▶ **What you should do**
For each line below that includes the string "limestone", show the whole line.
[[ Material for the task open ]]
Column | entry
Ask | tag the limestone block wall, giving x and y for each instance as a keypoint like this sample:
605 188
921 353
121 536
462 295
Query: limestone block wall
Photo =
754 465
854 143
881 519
[[ Material for the task closed ]]
▶ **Solved problem**
Ask | tag the limestone block wall, giving x and y for each instance as a keypoint like this sample:
Query: limestone block wall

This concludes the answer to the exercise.